Task description — Report every line in the items below that contains the string "patch", treating uppercase and lowercase letters as different.

-------- Task material --------

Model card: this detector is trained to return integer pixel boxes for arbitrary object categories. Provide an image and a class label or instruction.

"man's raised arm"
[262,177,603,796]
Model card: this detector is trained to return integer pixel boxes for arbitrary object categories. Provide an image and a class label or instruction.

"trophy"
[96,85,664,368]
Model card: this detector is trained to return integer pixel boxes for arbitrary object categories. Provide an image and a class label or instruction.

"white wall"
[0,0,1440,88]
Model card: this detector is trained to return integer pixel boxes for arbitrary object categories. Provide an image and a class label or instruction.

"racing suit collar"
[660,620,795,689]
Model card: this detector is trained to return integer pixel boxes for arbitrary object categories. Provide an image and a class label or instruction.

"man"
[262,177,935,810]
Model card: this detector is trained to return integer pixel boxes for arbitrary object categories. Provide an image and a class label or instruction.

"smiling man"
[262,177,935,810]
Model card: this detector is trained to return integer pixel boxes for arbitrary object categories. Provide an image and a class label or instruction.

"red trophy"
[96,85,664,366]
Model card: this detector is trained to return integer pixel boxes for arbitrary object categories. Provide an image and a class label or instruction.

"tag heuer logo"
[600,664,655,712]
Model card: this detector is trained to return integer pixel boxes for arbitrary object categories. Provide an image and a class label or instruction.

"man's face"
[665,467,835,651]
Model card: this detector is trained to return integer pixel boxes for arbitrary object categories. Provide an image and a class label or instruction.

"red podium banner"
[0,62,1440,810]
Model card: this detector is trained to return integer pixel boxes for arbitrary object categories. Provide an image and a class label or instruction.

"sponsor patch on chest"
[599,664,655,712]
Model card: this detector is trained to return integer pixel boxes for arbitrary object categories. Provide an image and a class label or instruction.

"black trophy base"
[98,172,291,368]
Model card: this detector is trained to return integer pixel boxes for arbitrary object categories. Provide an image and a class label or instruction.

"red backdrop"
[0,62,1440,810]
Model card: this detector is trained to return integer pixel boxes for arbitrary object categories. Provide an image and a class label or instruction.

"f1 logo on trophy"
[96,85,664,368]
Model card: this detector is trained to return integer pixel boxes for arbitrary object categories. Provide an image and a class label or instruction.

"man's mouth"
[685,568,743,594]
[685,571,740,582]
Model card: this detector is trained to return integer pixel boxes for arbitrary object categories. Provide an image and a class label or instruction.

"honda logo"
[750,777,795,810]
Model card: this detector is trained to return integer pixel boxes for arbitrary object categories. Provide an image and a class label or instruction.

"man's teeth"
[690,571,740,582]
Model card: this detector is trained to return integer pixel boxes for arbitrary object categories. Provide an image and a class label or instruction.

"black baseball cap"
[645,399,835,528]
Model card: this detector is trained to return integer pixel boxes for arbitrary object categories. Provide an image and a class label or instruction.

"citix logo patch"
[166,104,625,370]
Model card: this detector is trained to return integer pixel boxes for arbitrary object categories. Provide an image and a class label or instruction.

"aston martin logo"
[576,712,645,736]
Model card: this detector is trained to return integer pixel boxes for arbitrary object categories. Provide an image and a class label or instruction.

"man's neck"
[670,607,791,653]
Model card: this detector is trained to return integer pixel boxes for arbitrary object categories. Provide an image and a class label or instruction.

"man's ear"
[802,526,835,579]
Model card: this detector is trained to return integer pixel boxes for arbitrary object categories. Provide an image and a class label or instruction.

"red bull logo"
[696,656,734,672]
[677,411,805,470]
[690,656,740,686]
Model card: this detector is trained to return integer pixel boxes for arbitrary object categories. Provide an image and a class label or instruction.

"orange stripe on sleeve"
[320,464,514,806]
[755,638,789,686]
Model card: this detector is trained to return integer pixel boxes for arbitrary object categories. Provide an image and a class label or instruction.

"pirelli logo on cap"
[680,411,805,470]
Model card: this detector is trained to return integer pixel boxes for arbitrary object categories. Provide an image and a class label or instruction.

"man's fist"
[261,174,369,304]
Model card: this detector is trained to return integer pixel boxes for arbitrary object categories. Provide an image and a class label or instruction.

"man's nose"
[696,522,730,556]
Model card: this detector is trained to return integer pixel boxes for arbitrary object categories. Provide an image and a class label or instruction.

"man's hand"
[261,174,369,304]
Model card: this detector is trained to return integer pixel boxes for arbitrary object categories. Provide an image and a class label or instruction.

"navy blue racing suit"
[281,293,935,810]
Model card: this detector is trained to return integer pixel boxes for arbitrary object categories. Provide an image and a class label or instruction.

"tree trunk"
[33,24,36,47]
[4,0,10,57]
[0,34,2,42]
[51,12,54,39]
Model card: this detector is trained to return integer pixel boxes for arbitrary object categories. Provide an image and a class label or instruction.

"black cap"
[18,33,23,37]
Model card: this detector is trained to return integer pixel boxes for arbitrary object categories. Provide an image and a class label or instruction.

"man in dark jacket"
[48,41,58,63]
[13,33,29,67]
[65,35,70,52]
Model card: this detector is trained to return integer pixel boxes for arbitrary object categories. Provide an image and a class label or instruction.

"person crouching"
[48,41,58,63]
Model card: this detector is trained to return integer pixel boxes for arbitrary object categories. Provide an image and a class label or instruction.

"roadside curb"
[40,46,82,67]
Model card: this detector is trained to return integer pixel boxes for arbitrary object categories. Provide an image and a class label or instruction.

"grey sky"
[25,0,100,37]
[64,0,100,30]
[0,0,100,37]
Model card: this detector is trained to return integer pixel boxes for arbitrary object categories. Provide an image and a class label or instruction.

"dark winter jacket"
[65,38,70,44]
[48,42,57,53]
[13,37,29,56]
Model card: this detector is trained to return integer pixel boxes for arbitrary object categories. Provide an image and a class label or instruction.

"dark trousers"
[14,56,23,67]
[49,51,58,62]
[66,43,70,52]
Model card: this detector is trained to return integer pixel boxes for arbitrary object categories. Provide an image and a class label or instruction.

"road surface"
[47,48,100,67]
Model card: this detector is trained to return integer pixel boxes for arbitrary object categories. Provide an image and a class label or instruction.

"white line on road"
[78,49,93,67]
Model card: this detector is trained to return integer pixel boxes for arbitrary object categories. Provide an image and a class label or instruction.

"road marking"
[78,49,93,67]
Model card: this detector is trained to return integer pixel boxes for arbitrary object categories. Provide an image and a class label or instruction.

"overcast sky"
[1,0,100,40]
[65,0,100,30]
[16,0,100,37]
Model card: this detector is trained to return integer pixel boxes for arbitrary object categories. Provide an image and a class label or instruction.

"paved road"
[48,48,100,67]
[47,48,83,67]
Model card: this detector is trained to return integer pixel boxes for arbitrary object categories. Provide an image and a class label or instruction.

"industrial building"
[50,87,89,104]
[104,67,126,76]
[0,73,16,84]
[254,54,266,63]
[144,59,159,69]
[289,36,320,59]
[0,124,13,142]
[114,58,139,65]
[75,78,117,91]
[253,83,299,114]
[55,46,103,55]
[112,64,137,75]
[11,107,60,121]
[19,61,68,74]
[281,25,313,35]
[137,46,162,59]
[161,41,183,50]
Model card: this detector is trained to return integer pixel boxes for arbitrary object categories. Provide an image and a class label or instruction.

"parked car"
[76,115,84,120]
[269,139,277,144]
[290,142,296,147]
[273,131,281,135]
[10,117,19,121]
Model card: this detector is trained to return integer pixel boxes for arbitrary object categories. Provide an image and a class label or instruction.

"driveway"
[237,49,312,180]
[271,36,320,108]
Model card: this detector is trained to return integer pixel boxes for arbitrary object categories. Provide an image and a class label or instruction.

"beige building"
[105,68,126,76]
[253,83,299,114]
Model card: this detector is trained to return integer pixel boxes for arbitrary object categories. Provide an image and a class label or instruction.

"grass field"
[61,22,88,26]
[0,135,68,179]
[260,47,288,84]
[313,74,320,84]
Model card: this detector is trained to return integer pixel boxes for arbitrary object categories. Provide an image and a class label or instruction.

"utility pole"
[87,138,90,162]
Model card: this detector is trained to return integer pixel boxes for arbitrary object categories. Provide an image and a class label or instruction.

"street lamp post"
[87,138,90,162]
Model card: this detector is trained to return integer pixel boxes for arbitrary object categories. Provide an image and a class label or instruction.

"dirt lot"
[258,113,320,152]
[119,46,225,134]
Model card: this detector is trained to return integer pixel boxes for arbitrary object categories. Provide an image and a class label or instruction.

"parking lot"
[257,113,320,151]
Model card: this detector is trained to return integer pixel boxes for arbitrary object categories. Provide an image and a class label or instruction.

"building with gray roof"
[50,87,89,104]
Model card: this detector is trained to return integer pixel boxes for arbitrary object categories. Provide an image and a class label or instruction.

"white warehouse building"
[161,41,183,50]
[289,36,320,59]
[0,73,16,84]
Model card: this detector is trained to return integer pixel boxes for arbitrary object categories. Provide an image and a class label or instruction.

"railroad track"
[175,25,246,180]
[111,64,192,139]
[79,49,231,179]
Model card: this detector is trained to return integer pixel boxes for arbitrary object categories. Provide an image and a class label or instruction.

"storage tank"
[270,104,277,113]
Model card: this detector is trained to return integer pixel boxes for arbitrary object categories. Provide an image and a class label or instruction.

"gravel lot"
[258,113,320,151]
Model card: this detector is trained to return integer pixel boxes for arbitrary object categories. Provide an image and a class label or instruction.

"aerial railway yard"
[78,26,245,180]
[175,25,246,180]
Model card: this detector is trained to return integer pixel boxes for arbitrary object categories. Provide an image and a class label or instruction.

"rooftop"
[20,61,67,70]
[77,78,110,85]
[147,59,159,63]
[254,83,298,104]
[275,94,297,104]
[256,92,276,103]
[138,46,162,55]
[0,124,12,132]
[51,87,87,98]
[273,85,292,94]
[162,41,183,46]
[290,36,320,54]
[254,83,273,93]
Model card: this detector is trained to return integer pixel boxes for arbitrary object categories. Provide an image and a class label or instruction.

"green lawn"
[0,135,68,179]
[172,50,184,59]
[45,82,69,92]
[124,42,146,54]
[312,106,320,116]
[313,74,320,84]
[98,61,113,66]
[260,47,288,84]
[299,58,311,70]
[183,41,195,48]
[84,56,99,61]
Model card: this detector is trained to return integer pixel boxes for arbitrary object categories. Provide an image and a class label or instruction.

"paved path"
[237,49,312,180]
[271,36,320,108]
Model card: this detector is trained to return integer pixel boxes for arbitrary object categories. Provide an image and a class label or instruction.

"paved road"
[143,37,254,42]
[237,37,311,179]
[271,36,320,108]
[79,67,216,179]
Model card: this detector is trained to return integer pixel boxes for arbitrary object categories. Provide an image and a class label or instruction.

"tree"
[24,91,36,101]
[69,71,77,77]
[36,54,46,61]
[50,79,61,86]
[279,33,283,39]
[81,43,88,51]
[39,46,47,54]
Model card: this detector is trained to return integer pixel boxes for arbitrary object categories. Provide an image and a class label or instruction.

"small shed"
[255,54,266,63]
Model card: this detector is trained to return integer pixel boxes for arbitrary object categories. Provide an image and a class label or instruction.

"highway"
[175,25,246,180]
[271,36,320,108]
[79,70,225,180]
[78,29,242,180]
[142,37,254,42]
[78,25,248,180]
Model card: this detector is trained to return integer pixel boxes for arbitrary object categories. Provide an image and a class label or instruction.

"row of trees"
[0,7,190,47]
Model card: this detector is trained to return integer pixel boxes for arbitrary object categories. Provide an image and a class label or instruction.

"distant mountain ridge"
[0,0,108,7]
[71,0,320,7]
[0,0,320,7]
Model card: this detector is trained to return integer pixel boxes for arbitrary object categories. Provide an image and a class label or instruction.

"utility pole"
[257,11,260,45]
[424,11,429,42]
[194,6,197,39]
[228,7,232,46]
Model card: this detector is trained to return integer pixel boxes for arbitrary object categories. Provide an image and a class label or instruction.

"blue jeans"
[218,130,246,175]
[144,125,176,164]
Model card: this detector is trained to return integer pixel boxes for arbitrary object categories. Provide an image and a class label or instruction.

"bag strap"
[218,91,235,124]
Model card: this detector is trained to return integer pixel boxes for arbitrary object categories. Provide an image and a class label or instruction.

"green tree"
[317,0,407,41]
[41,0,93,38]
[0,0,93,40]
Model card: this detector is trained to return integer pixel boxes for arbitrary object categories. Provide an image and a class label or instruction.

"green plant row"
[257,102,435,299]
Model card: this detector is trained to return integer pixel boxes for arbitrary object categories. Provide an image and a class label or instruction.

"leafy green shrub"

--------

Answer —
"sponsor patch on chest"
"citix logo patch"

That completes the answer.